* [GIVEN ENTRIES]:
## start

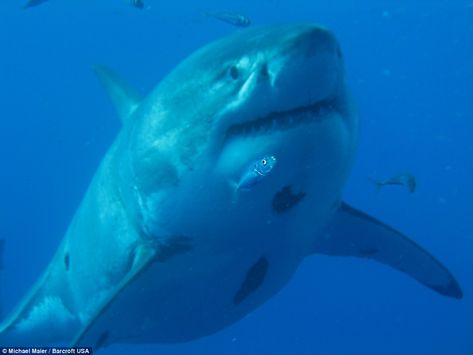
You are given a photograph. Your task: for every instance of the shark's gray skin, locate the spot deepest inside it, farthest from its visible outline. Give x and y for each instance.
(159, 252)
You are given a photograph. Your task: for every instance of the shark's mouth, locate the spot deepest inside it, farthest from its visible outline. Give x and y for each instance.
(283, 120)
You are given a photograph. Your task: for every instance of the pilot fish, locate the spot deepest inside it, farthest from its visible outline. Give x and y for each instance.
(255, 173)
(408, 180)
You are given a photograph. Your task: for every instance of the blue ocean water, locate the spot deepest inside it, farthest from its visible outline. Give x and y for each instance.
(409, 66)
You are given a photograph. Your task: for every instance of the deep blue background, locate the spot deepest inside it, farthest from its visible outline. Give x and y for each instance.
(410, 67)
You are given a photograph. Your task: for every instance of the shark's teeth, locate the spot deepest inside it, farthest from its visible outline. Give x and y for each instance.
(283, 120)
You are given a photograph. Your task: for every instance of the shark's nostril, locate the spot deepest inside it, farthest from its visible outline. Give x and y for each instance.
(264, 71)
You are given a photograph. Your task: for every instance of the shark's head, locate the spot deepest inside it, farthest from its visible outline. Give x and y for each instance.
(260, 91)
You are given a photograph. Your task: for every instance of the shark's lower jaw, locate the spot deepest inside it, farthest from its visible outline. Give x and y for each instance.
(283, 120)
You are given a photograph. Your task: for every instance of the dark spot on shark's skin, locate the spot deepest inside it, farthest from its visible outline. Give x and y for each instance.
(102, 340)
(253, 280)
(285, 199)
(172, 246)
(66, 261)
(368, 251)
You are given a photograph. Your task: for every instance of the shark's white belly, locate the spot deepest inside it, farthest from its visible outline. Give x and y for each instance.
(243, 251)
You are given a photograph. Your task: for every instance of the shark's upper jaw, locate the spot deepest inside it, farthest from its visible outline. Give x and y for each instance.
(300, 85)
(282, 120)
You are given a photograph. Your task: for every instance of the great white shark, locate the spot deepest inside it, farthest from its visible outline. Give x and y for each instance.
(160, 252)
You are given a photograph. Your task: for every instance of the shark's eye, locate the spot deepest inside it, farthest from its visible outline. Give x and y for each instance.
(234, 73)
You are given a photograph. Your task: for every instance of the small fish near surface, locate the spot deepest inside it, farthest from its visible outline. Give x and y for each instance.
(408, 180)
(139, 4)
(32, 3)
(232, 18)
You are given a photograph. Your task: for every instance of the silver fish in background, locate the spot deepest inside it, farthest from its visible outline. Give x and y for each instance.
(139, 4)
(32, 3)
(256, 172)
(408, 180)
(232, 18)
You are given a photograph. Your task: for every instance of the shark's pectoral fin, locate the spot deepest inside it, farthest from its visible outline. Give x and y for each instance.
(124, 97)
(354, 233)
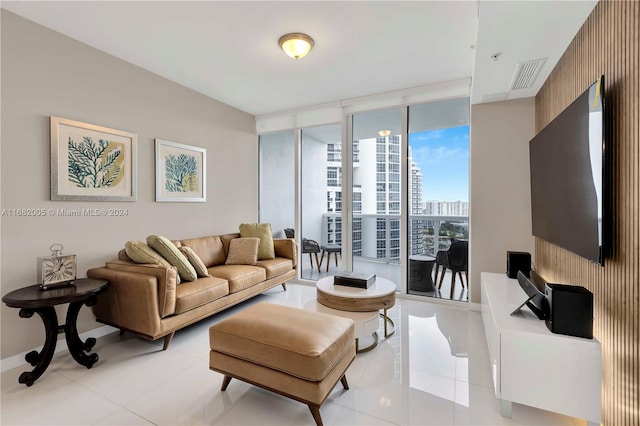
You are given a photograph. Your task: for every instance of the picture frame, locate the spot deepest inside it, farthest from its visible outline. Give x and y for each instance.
(181, 172)
(92, 163)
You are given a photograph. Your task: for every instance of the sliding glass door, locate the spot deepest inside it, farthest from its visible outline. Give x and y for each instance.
(277, 180)
(320, 195)
(438, 158)
(385, 203)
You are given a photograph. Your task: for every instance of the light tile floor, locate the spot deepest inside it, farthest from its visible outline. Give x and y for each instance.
(433, 371)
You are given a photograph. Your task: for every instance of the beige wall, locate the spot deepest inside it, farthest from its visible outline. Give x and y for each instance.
(500, 216)
(44, 74)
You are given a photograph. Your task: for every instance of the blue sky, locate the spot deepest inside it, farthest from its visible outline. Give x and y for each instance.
(443, 157)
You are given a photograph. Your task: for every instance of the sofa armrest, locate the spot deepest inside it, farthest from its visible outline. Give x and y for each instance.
(125, 275)
(286, 247)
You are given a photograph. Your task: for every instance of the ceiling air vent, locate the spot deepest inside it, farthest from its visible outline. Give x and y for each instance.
(526, 73)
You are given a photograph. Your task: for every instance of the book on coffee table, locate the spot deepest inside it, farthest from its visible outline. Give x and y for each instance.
(354, 279)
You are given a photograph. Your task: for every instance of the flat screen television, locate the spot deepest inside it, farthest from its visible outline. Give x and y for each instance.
(568, 184)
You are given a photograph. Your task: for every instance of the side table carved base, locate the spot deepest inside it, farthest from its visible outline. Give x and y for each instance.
(32, 300)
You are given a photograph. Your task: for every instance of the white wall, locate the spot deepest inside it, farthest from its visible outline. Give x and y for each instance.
(277, 181)
(500, 200)
(45, 74)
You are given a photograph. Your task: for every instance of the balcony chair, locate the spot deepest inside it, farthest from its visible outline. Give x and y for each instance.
(308, 246)
(455, 258)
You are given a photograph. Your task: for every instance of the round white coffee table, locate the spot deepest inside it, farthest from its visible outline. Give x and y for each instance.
(350, 301)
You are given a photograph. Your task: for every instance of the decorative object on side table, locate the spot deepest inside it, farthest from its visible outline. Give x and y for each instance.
(57, 269)
(32, 300)
(92, 163)
(354, 279)
(181, 172)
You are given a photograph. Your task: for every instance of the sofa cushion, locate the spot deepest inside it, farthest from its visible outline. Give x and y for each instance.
(192, 294)
(141, 252)
(239, 276)
(262, 231)
(276, 267)
(170, 252)
(209, 249)
(243, 251)
(195, 261)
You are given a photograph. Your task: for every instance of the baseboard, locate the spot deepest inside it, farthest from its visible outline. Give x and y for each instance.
(18, 360)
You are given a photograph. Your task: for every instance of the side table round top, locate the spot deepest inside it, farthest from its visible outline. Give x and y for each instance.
(379, 295)
(34, 297)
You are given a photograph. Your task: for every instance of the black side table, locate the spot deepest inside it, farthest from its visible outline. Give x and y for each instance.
(32, 300)
(420, 268)
(330, 248)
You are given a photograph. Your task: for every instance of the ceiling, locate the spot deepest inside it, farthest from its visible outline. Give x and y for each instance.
(228, 50)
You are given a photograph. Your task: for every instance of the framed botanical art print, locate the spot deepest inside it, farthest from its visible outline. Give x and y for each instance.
(91, 163)
(180, 172)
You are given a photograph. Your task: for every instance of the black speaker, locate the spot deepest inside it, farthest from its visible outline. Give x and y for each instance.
(518, 261)
(570, 310)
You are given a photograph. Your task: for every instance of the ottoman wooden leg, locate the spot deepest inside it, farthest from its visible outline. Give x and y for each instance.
(225, 383)
(343, 380)
(315, 412)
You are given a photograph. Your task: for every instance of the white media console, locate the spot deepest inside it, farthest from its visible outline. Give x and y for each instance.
(533, 366)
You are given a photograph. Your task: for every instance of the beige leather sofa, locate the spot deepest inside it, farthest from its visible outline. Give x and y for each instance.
(147, 299)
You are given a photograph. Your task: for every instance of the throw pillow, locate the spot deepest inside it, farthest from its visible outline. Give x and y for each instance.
(262, 231)
(195, 261)
(170, 252)
(140, 252)
(243, 251)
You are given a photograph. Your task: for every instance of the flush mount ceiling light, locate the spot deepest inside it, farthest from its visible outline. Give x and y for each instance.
(296, 45)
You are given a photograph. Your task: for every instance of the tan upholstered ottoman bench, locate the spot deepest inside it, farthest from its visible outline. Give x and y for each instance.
(296, 353)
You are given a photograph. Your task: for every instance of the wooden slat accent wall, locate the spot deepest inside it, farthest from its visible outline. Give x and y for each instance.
(608, 44)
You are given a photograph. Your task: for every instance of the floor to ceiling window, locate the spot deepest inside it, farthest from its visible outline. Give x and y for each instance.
(439, 197)
(277, 180)
(377, 195)
(320, 195)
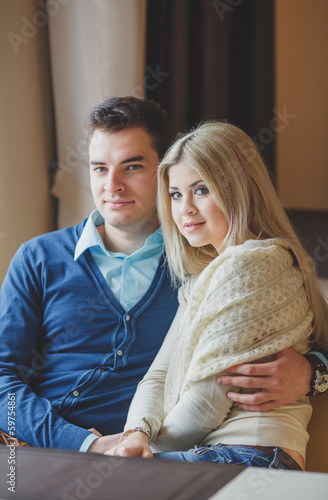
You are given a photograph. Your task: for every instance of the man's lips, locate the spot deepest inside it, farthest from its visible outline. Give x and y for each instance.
(118, 203)
(192, 226)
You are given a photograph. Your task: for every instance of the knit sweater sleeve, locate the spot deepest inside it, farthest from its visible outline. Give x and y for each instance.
(21, 317)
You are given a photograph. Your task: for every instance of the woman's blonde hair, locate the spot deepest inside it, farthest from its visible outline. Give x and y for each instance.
(229, 163)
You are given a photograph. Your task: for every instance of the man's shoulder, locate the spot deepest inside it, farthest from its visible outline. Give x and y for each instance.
(57, 237)
(55, 242)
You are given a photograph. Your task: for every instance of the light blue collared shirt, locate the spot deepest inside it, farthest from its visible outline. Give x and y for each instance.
(128, 276)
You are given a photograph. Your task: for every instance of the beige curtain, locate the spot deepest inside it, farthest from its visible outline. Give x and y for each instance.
(26, 126)
(97, 50)
(59, 58)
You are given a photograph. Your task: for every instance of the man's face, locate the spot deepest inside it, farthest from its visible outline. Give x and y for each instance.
(123, 168)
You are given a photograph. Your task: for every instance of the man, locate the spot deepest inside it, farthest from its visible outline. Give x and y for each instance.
(85, 309)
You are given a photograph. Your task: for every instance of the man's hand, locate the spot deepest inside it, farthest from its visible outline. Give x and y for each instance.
(135, 445)
(284, 380)
(104, 443)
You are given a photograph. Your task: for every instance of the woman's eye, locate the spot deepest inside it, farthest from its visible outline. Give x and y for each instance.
(134, 167)
(175, 196)
(202, 190)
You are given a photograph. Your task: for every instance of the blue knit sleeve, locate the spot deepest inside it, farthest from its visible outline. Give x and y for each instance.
(32, 418)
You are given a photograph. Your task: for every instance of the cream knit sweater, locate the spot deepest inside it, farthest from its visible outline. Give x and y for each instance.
(247, 304)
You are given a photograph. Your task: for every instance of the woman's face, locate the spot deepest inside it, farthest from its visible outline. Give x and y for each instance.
(194, 211)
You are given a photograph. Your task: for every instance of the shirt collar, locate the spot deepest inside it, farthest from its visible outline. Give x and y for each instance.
(90, 236)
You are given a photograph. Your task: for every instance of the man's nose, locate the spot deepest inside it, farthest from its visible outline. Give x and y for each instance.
(114, 182)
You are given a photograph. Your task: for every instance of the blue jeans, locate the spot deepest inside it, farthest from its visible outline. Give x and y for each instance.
(230, 454)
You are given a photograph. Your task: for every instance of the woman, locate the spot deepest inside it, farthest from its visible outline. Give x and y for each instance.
(248, 290)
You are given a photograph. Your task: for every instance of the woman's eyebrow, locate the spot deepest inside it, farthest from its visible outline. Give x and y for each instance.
(191, 185)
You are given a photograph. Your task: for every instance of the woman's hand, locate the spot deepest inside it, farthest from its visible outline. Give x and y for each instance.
(135, 445)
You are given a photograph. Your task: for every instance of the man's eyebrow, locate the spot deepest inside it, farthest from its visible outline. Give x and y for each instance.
(127, 160)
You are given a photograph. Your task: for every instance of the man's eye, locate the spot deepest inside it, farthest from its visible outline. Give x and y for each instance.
(175, 195)
(202, 190)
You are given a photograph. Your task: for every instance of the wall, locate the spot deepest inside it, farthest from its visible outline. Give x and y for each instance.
(26, 134)
(302, 99)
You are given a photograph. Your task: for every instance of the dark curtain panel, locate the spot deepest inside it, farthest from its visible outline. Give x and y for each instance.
(213, 59)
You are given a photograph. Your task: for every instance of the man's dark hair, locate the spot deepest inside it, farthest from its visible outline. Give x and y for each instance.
(119, 113)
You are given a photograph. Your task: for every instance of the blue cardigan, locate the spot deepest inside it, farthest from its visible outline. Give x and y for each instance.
(71, 356)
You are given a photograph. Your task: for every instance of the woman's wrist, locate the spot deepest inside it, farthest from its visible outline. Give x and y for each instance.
(141, 431)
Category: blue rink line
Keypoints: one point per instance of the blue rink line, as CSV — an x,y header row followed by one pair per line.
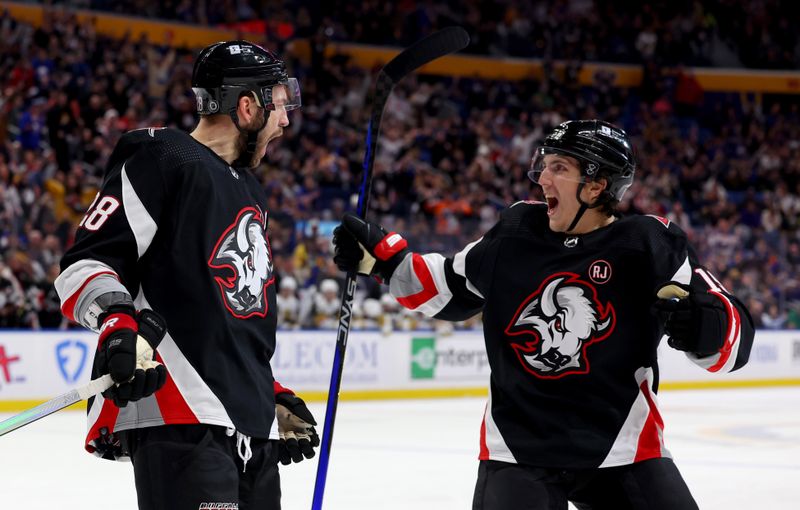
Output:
x,y
681,461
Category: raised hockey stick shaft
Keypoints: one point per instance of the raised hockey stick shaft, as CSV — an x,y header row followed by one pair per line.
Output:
x,y
60,402
426,50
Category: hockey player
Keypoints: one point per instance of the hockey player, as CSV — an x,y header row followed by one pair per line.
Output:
x,y
575,301
174,250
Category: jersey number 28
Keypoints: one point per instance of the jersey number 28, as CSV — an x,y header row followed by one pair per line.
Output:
x,y
98,212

## end

* [OBJECTIVE]: Produce an exact reproduction of the lines from the line containing "the man's eye, locate" through the last line of the records. Any picture is left out.

* [RESPONSE TO THIS EXERCISE]:
You are given a photograph. Your task: for every instance of the man's eye, locate the spot deepest inside it, farthest from its visible outline. Give x and y for each instance.
(175, 195)
(202, 190)
You are given a photograph. Your task: for every instance of the wall, locate the spot deepest inside it, farthest from its visible outline. Give x and y for each instance.
(26, 134)
(302, 99)
You are given a photograph. Your task: for every instance of the dark curtain panel, locate the spot deepest inside it, farthest from its visible outline. Give x and y for each instance.
(213, 59)
You are given a photograph. Your task: for every instance of the man's dark hair, locate the spot deepest inside it, farthest from its visible outline. Give x and y for each instance.
(119, 113)
You are given a photograph. Your task: for every instance of the blue cardigan, locate the spot deepest inside it, farthest from its visible outline. Give x and y for each instance.
(71, 356)
You are given a photograph. Your task: for every instance of the woman's wrist, locate the spot deepest inside it, farthest from its visible outline. Give x and y for each instance.
(141, 431)
Category: blue rink line
Keypoints: one point per instance of the blue rink line, as CSV — an x,y header row followed by one pair per line.
Output:
x,y
681,461
Category: raised hockey stick shaft
Keypoints: one point per instance of the raised hockey stick shaft, as CSV — an x,y header row followed by one pair per line.
Output:
x,y
60,402
426,50
Category: hockey player
Keypoints: one point per instance of the hockey player, as CSV — an x,y header row followed by one pair per line.
Output:
x,y
575,301
174,250
Category: jersey number 28
Keypoints: one point per instance of the jersey number 28, as CSV — an x,y header row followed by one pair per line.
Output:
x,y
98,212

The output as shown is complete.